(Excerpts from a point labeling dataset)
******

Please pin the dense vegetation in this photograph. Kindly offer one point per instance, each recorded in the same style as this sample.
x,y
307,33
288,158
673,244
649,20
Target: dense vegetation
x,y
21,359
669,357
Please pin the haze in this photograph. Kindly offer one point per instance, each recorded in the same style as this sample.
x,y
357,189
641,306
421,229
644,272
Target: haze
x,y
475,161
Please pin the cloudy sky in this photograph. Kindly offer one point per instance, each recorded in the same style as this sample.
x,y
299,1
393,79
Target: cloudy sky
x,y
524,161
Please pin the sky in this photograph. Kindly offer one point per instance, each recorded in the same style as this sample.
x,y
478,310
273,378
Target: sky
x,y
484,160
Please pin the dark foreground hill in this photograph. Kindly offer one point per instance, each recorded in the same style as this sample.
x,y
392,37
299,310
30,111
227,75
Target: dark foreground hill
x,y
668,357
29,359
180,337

******

• _Given exercise_:
Transcribe the lines above without any changes.

• _Task solution_:
Please pin the dense vegetation in this photograph. Kindly offer one point per instance, each recorded in the same style as this sample.
x,y
307,33
288,158
673,244
649,20
Target: dense vegetation
x,y
21,359
669,357
Please pin the haze in this photograph. Kindly offer one point per instance, each recorded in the same style as this sample.
x,y
357,189
641,306
421,229
644,272
Target: haze
x,y
475,161
Please pin the cloudy sky in this photograph. Kindly offer one point per instance, each recorded in the same style as this sample.
x,y
299,1
393,79
Target: cloudy sky
x,y
524,161
Please pin the sky in this photograph. Kindly offer one point per instance, each recorded in the same style as this sample.
x,y
478,310
273,378
Target: sky
x,y
484,160
Please pin the dark foreground hill in this photograph. Kindly offer one point per instance, each recorded in the same style as this sample.
x,y
392,37
299,310
30,111
227,75
Target: dark foreground hill
x,y
668,357
29,359
180,337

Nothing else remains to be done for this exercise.